*** MATERIAL SHOWN

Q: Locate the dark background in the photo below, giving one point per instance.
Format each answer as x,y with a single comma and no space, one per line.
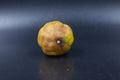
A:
95,54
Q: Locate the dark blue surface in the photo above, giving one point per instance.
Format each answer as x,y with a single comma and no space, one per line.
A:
95,54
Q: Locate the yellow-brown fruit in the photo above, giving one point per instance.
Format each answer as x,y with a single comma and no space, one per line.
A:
55,38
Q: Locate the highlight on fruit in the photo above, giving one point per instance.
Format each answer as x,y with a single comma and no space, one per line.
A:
55,38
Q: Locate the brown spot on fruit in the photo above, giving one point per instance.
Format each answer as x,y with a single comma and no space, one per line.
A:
52,38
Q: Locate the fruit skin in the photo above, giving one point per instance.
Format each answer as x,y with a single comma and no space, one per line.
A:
55,38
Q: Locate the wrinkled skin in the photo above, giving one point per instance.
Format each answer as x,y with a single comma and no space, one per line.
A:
55,38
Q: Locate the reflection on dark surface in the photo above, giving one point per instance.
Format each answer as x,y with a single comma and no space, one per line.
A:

******

**TASK ITEM**
Only the number should be given: the count of lines above that hold the word "surface".

**PROBLEM SOLUTION**
2